▶ **Exercise brief**
Without pictures, output exactly the lines running from the line containing "Could you point out the woman in white" to the end of the listing below.
## Begin Data records
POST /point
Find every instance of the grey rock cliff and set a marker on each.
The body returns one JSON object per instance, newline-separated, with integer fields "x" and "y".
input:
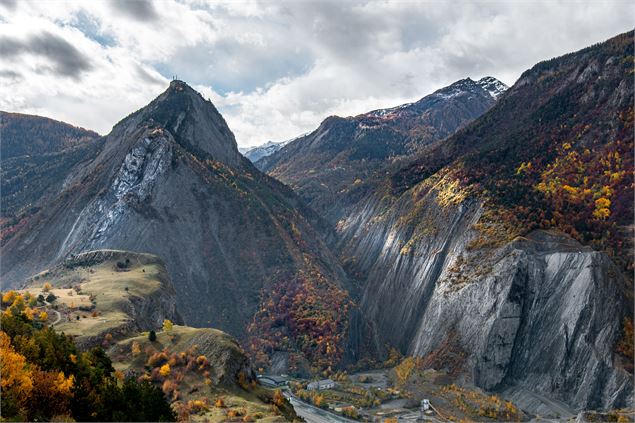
{"x": 542, "y": 312}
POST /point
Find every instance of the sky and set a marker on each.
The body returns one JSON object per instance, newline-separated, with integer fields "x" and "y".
{"x": 275, "y": 69}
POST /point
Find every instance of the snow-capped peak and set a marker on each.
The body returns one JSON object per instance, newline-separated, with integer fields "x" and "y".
{"x": 492, "y": 85}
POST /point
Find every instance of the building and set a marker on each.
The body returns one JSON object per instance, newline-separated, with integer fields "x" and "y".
{"x": 272, "y": 381}
{"x": 321, "y": 385}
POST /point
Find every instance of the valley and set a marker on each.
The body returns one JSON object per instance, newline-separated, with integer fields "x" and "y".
{"x": 471, "y": 251}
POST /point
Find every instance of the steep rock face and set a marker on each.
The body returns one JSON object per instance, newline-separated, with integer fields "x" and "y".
{"x": 531, "y": 313}
{"x": 160, "y": 184}
{"x": 327, "y": 166}
{"x": 447, "y": 251}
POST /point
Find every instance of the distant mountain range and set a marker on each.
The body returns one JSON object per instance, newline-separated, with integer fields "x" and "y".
{"x": 325, "y": 165}
{"x": 169, "y": 180}
{"x": 483, "y": 229}
{"x": 267, "y": 149}
{"x": 468, "y": 248}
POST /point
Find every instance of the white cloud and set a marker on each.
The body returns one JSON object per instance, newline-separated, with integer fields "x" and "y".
{"x": 275, "y": 70}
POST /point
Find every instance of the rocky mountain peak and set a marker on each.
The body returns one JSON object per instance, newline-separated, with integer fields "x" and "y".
{"x": 193, "y": 121}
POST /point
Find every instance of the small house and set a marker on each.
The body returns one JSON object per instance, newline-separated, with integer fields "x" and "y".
{"x": 272, "y": 381}
{"x": 321, "y": 385}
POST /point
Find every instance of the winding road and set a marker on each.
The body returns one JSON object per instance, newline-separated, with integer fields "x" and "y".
{"x": 312, "y": 414}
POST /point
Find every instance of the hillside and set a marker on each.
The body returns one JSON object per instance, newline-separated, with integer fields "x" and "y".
{"x": 107, "y": 293}
{"x": 38, "y": 154}
{"x": 327, "y": 166}
{"x": 170, "y": 181}
{"x": 116, "y": 300}
{"x": 208, "y": 376}
{"x": 468, "y": 250}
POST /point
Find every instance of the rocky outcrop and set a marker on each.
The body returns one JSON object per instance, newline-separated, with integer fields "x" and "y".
{"x": 530, "y": 313}
{"x": 170, "y": 181}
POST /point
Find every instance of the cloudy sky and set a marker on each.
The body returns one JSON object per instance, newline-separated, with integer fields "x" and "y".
{"x": 275, "y": 69}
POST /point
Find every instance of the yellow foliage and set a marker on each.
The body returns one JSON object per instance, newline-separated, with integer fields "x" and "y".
{"x": 16, "y": 379}
{"x": 29, "y": 313}
{"x": 8, "y": 297}
{"x": 64, "y": 384}
{"x": 602, "y": 208}
{"x": 135, "y": 348}
{"x": 165, "y": 370}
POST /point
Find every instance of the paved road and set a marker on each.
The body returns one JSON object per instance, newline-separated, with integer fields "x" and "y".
{"x": 314, "y": 414}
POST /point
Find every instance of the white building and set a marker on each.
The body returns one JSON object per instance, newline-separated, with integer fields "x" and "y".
{"x": 321, "y": 385}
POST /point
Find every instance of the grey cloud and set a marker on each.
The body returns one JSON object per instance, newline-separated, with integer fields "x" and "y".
{"x": 147, "y": 77}
{"x": 66, "y": 59}
{"x": 9, "y": 74}
{"x": 141, "y": 10}
{"x": 9, "y": 4}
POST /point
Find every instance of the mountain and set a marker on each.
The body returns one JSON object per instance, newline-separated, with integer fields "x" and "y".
{"x": 113, "y": 292}
{"x": 106, "y": 298}
{"x": 504, "y": 243}
{"x": 38, "y": 154}
{"x": 169, "y": 180}
{"x": 267, "y": 149}
{"x": 324, "y": 166}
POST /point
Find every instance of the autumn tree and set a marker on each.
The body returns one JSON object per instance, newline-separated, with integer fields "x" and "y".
{"x": 16, "y": 381}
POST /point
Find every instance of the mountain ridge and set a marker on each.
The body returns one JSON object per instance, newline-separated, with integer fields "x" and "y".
{"x": 220, "y": 226}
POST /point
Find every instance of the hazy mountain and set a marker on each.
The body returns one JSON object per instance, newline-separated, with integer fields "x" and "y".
{"x": 267, "y": 149}
{"x": 169, "y": 180}
{"x": 326, "y": 164}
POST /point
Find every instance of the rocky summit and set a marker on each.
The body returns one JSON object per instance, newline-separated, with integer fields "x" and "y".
{"x": 464, "y": 257}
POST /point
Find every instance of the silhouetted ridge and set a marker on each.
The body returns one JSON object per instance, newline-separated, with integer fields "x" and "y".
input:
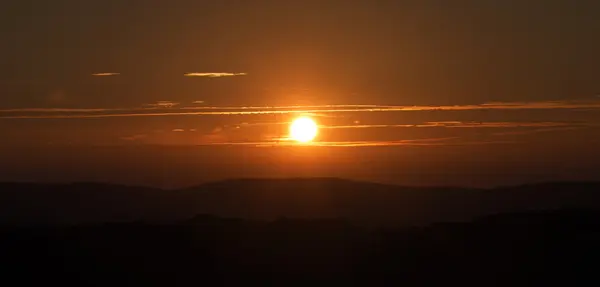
{"x": 268, "y": 199}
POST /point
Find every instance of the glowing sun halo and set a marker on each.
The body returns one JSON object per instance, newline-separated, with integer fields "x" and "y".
{"x": 303, "y": 129}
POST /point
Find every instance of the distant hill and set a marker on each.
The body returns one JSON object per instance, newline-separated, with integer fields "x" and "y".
{"x": 268, "y": 199}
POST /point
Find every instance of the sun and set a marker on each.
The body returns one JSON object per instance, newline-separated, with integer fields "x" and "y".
{"x": 303, "y": 129}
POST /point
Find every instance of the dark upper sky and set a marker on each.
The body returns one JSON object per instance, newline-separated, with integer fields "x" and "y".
{"x": 449, "y": 54}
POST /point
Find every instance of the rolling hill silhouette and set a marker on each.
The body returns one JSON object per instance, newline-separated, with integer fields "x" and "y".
{"x": 268, "y": 199}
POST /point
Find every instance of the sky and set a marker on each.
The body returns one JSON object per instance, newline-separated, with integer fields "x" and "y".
{"x": 409, "y": 92}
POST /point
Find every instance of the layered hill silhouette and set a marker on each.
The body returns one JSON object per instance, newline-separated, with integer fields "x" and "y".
{"x": 268, "y": 199}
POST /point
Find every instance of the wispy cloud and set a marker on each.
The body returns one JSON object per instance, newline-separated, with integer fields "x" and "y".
{"x": 59, "y": 110}
{"x": 134, "y": 137}
{"x": 105, "y": 74}
{"x": 162, "y": 104}
{"x": 172, "y": 109}
{"x": 213, "y": 75}
{"x": 416, "y": 142}
{"x": 542, "y": 130}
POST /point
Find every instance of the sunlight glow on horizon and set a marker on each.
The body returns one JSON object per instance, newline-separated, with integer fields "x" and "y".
{"x": 303, "y": 130}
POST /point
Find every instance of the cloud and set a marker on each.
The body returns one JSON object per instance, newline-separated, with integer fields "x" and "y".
{"x": 284, "y": 142}
{"x": 162, "y": 104}
{"x": 171, "y": 109}
{"x": 134, "y": 137}
{"x": 458, "y": 124}
{"x": 213, "y": 75}
{"x": 534, "y": 131}
{"x": 105, "y": 74}
{"x": 57, "y": 110}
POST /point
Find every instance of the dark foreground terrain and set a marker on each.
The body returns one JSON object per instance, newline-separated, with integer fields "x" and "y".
{"x": 525, "y": 249}
{"x": 276, "y": 232}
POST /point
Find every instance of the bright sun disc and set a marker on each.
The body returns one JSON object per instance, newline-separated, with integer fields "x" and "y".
{"x": 303, "y": 129}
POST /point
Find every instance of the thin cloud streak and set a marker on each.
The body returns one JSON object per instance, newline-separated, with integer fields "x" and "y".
{"x": 323, "y": 109}
{"x": 214, "y": 75}
{"x": 105, "y": 74}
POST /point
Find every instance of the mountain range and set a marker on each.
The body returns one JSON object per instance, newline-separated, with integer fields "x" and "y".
{"x": 269, "y": 199}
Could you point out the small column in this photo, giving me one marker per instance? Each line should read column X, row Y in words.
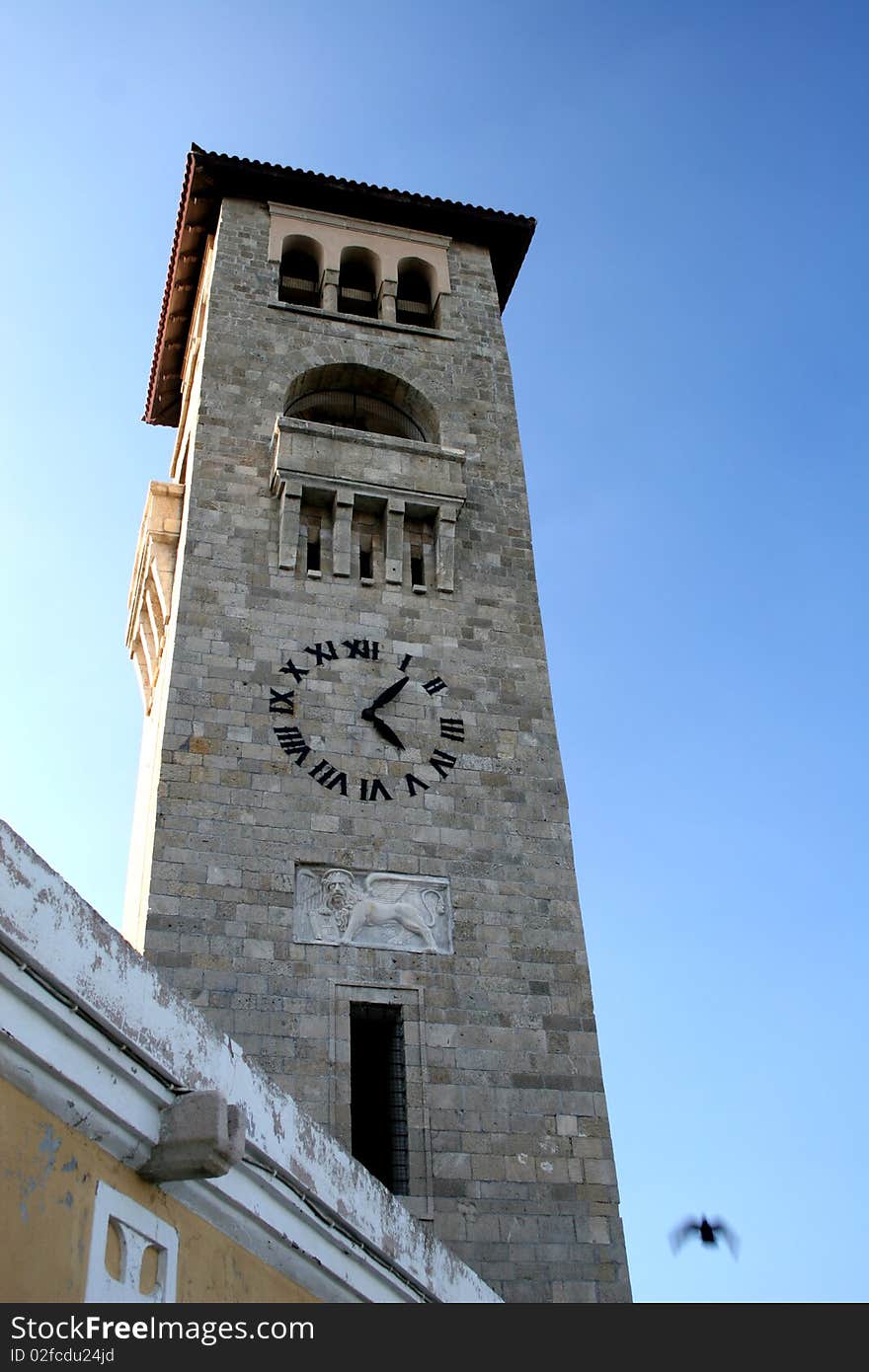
column 387, row 301
column 445, row 546
column 290, row 496
column 394, row 539
column 328, row 299
column 342, row 521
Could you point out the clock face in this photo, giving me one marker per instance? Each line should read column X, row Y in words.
column 364, row 721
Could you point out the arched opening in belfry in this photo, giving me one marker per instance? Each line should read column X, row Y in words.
column 301, row 270
column 358, row 283
column 415, row 298
column 362, row 398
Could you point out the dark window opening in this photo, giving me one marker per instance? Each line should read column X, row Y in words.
column 351, row 409
column 299, row 278
column 414, row 299
column 313, row 551
column 357, row 288
column 365, row 559
column 378, row 1094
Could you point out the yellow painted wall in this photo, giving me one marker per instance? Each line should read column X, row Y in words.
column 48, row 1176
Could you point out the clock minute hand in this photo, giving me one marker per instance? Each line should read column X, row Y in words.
column 383, row 728
column 386, row 696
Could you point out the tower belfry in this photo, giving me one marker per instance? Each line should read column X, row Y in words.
column 352, row 843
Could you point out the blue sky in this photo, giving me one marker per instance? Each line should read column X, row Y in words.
column 689, row 359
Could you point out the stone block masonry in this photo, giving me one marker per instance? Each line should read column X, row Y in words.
column 263, row 770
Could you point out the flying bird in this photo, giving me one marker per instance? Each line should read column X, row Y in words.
column 709, row 1230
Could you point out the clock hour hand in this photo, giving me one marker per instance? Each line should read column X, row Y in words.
column 383, row 728
column 386, row 696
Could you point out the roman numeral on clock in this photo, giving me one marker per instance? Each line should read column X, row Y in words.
column 292, row 744
column 281, row 701
column 328, row 777
column 296, row 671
column 361, row 648
column 452, row 728
column 372, row 791
column 323, row 651
column 442, row 762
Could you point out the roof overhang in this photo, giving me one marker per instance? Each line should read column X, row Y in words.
column 209, row 178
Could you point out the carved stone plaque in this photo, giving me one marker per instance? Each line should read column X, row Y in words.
column 372, row 910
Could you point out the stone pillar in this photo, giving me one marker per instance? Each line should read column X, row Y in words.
column 342, row 521
column 387, row 301
column 394, row 539
column 290, row 496
column 328, row 299
column 445, row 546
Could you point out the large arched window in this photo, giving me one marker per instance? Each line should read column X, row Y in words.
column 358, row 283
column 301, row 270
column 364, row 398
column 414, row 303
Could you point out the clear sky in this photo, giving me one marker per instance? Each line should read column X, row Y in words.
column 688, row 341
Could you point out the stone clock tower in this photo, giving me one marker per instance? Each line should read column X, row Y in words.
column 352, row 841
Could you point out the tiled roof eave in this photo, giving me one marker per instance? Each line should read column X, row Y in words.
column 211, row 176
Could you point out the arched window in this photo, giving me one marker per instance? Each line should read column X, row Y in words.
column 358, row 283
column 414, row 303
column 299, row 271
column 357, row 397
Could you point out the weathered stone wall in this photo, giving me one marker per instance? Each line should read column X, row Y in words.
column 510, row 1146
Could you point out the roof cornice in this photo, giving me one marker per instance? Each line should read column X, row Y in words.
column 209, row 178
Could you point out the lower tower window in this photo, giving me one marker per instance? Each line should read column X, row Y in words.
column 378, row 1094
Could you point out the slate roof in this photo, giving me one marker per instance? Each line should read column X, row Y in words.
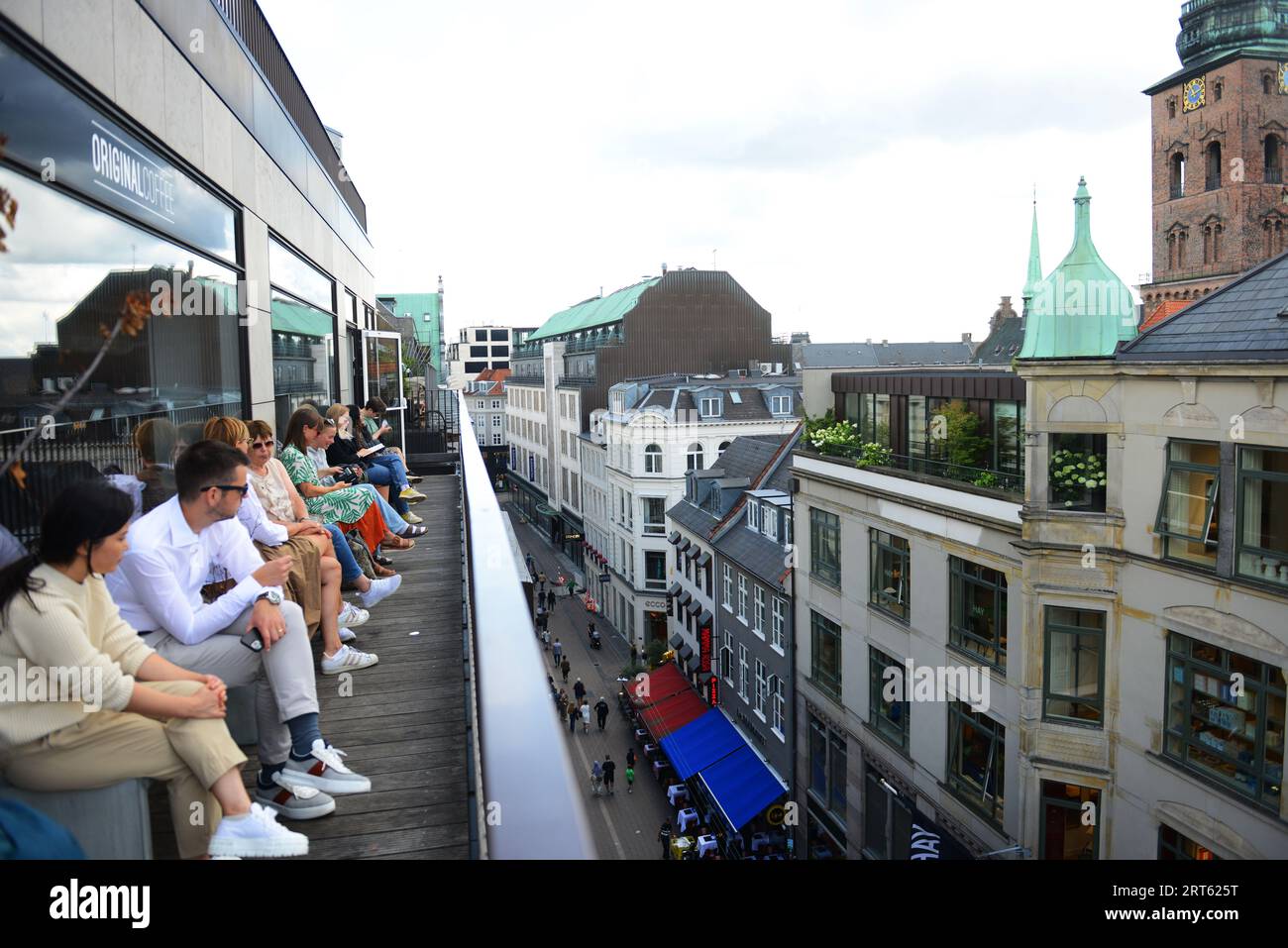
column 1004, row 344
column 1241, row 321
column 874, row 355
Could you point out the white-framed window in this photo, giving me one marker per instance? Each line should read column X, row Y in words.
column 743, row 675
column 777, row 617
column 652, row 459
column 694, row 458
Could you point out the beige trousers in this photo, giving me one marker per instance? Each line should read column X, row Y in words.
column 112, row 746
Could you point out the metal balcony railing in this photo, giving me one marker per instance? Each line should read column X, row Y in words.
column 529, row 801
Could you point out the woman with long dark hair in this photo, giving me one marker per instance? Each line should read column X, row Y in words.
column 97, row 723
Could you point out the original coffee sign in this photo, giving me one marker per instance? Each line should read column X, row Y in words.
column 67, row 143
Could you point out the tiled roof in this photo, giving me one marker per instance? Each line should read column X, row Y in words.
column 1241, row 321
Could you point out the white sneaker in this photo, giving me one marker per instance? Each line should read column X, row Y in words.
column 378, row 590
column 257, row 833
column 325, row 771
column 347, row 660
column 352, row 617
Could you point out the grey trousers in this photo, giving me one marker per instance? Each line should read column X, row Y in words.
column 283, row 678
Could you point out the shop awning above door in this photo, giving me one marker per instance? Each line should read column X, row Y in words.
column 742, row 786
column 670, row 715
column 700, row 743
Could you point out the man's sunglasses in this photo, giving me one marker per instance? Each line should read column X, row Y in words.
column 241, row 489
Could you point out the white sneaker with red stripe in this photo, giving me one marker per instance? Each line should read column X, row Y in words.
column 294, row 802
column 325, row 771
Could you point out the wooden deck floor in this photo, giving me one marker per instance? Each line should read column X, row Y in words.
column 403, row 724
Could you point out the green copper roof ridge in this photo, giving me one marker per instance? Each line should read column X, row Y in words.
column 1082, row 308
column 1034, row 272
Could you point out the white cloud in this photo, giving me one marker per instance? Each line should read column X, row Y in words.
column 854, row 163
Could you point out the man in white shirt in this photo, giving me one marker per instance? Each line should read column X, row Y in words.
column 158, row 588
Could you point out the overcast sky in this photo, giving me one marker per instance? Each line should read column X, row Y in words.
column 863, row 168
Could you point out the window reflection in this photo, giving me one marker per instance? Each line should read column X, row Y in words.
column 67, row 273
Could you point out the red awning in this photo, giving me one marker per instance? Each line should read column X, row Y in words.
column 674, row 712
column 657, row 686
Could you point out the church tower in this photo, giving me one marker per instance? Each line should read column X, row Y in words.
column 1220, row 149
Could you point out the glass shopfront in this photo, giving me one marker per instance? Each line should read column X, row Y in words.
column 103, row 223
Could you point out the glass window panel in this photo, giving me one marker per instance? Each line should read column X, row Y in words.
column 67, row 272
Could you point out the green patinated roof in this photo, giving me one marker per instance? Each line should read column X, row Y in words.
column 1082, row 308
column 593, row 312
column 417, row 305
column 1034, row 273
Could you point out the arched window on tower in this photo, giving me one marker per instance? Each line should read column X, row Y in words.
column 1214, row 166
column 1177, row 176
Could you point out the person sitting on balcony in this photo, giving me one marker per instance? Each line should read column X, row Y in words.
column 147, row 717
column 158, row 590
column 321, row 453
column 283, row 505
column 377, row 429
column 155, row 441
column 314, row 579
column 340, row 504
column 374, row 451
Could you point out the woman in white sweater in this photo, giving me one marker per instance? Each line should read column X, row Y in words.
column 95, row 721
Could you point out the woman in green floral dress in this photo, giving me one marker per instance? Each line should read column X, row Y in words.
column 340, row 504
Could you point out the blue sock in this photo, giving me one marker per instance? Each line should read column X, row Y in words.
column 266, row 775
column 304, row 732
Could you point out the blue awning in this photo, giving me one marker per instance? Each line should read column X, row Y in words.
column 700, row 743
column 742, row 786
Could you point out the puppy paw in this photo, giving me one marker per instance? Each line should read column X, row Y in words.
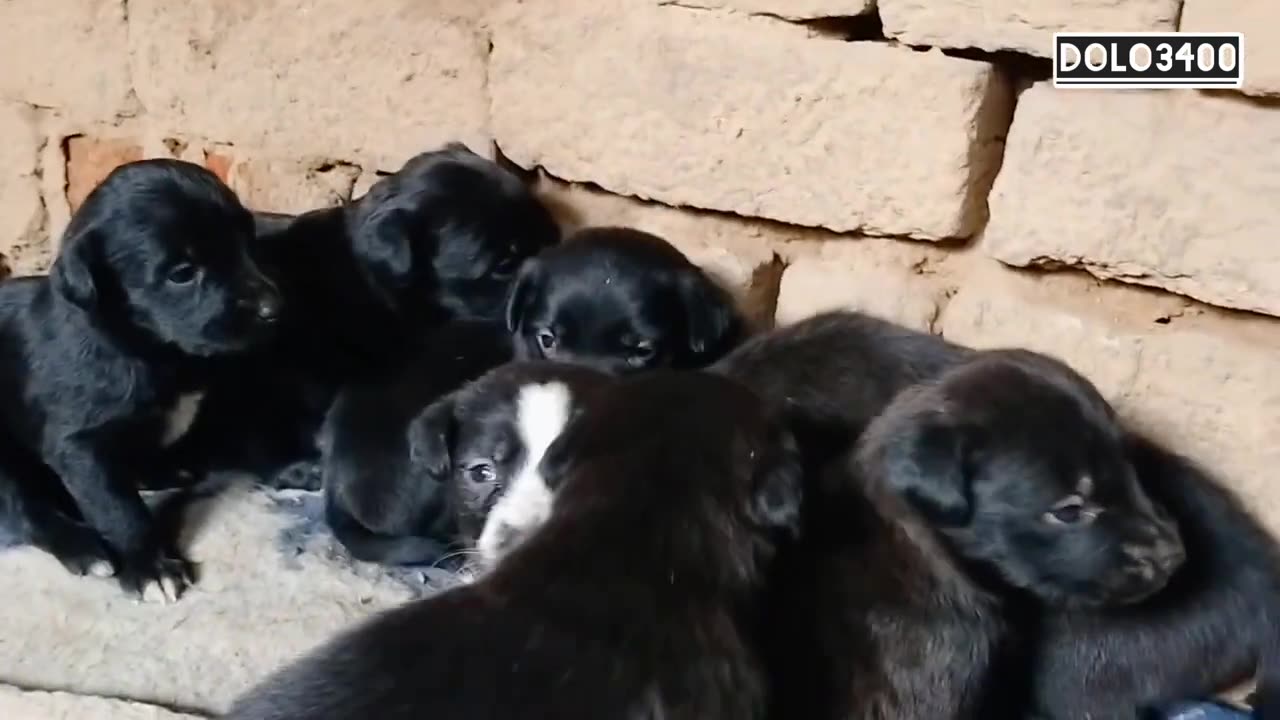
column 82, row 554
column 160, row 579
column 298, row 475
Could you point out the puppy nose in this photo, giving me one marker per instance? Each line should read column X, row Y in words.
column 265, row 305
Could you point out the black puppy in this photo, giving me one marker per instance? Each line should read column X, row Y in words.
column 1216, row 624
column 438, row 241
column 631, row 601
column 621, row 300
column 835, row 372
column 1000, row 491
column 103, row 361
## End Data records
▶ **Completed exercise**
Could you point out the woman in white sweater in this photo, giving me one marker per instance? Each line should read column X, row Y in words.
column 95, row 721
Could you point out the woman in green floral dress in this photo, giving me one marker per instance? Each line should read column X, row Y in words.
column 340, row 504
Could you point out the blue sock in this photo, giving me one marker per instance? Each line should read column X, row Y in words.
column 266, row 775
column 304, row 732
Could you point out the blue awning in this photo, giving me one marker per instance? Each line should read column X, row Y in words.
column 700, row 743
column 742, row 786
Could you point out the puppy paw in this photo, giving me one marker per instance? Each line should read column X, row Y in words.
column 82, row 554
column 160, row 579
column 298, row 475
Could you point out the puppy nose in this photo, giving me one marker per instance? Each line should read column X, row Y in words.
column 265, row 305
Could you point out the black puppy in this photo, giving me one marker per instance? Each line should read column X, row Y in words.
column 1216, row 624
column 438, row 241
column 631, row 601
column 621, row 300
column 835, row 372
column 1000, row 491
column 103, row 361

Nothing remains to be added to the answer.